═════ TEXTE RETENU ═════

Saisie l’année dernière par la Bibliothèque nationale de France, la Hadopi vient de rendre un avis dans lequel elle retient qu’il est « nécessaire » de permettre à cet établissement public de disposer, au titre de sa mission de dépôt légal, d’une version non protégée des documents qu'elle conserve. L’institution esquisse même une éventuelle réforme en ce sens, exigeant toutefois la prise en compte de certaines conditions.  

bnf

 

Depuis 1537, la BNF a pour mission de collecter au titre du dépôt légal divers documents mis à la disposition du public, à commencer par les documents imprimés. Aujourd’hui, cette mission s’étend aux documents audiovisuels tels que les DVD, aux logiciels et aux bases de données, et même aux sites Internet (voir notre dossier : Dans les coulisses du dépôt légal de l’internet).

 

Pour accomplir cette mission, la BNF bénéficie d’exceptions au droit d’auteur et aux droits voisins, qui lui permettent de reproduire les documents concernés en vue de garantir leur conservation ainsi que la pérennisation de leur communication au public. Sauf que depuis plusieurs années, l’évolution des technologies rend de plus en plus difficile la mission de l’établissement public. En cause : les mesures techniques de protection (MTP, ou en anglais DRM) visant à protéger les logiciels, CD, DVD, CD-Rom, etc. de copies frauduleuses au regard du droit de la propriété intellectuelle.

 

Pourtant, pour éviter ce problème, le Code du patrimoine prévoit que les documents déposés au titre du dépôt légal soient accompagnés des « mots de passe et le cas échéant des clés d’accès aux documents protégés ». Cependant, dans la pratique, ces dispositions s’avèrent insuffisantes et ne permettent pas toujours à la BNF de profiter des exceptions auxquelles elle a droit.

 

C’est pour cette raison que l’établissement public a décidé en février 2012 de saisir la Hadopi, qui est pour mémoire également chargée d’une mission de régulation et de veille dans le domaine des mesures techniques de protection. La BNF demandait alors à la Haute autorité de lui garantir le bénéfice de ses exceptions aux droits de propriété intellectuelle, et de publier un avis qui imposerait aux déposants, « dans les cas où aucune autre solution n’aura été trouvée en accord avec ceux-ci, de lui fournir une version spécifique non protégée des documents, lorsque les MTP portent atteinte à leur conservation et à leur consultation dans le cadre du dépôt légal ».

 

avis bnf hadopi

Des versions garanties sans DRM

Le 30 janvier dernier, soit près d'un an après sa saisine, la Hadopi a finalement rendu son avis (PDF). L’institution retient dans sa décision que « les dispositions des articles R. 132-14, R. 132-22 et R. 132-23-1 du Code du patrimoine (...) ne sont, le plus souvent, pas susceptibles de permettre, dans la pratique, de remédier de façon pérenne à ces difficultés, afin de garantir les finalités du dépôt légal ». En clair : la Haute autorité considère que la législation actuelle est inefficace, au moins à long terme. « En effet, écrit la Hadopi, les codes fournis par les déposants permettent d’installer et de consulter le document dans le cadre de la protection mais non de lever cette protection ». Autrement dit, la BNF a le droit de disposer de la clé, mais ne peux pas faire sauter le verrou.

═════ ENTRÉES FOURNIES ═════

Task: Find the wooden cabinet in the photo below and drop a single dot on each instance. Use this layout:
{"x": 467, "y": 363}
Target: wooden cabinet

═════
═════ ENTRÉES FOURNIES ═════

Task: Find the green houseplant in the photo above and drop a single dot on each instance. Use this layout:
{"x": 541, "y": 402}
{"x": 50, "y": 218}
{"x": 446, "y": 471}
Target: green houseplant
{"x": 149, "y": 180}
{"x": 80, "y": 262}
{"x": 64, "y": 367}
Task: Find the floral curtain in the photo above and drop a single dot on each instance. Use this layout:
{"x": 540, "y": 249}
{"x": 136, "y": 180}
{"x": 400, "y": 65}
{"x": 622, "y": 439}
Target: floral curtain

═════

● TRAVAIL À EFFECTUER:
(a) Pouvez-vous recopier mot pour mot le passage de l'article sur le dépôt légal qui commence par « avis bnf hadopi » et se poursuit jusqu'à « sauter le verrou. » ?
(b) Pouvez-vous rédiger la suite de l'article sur le dépôt légal, à partir de sa dernière phrase ?
Ces entrées proviennent d'une source distincte de l'article.

● LES RÉSULTATS:
(a)
avis bnf hadopi

Des versions garanties sans DRM

Le 30 janvier dernier, soit près d'un an après sa saisine, la Hadopi a finalement rendu son avis (PDF). L’institution retient dans sa décision que « les dispositions des articles R. 132-14, R. 132-22 et R. 132-23-1 du Code du patrimoine (...) ne sont, le plus souvent, pas susceptibles de permettre, dans la pratique, de remédier de façon pérenne à ces difficultés, afin de garantir les finalités du dépôt légal ». En clair : la Haute autorité considère que la législation actuelle est inefficace, au moins à long terme. « En effet, écrit la Hadopi, les codes fournis par les déposants permettent d’installer et de consulter le document dans le cadre de la protection mais non de lever cette protection ». Autrement dit, la BNF a le droit de disposer de la clé, mais ne peux pas faire sauter le verrou.

(b)
 

Le problème réside justement dans le fait que les codes fournis par les déposants ne sont pas forcément prévus pour durer dans le temps. La Hadopi relève ainsi que la BNF « est ou sera amenée, notamment, à redemander régulièrement de nouveaux codes d’accès aux éditeurs des documents déposés ». Or, une telle procédure s’avère d'après cet avis « longue, coûteuse, et surtout incertaine » : si un éditeur venait à mettre la clé sous la porte, il pourrait  en effet être difficile voir impossible d’obtenir de nouveaux codes d’accès.

 

La conclusion de la Hadopi est sans appel : « La conservation et la consultation du document sont alors compromises ou risquent de l’être dans le futur ».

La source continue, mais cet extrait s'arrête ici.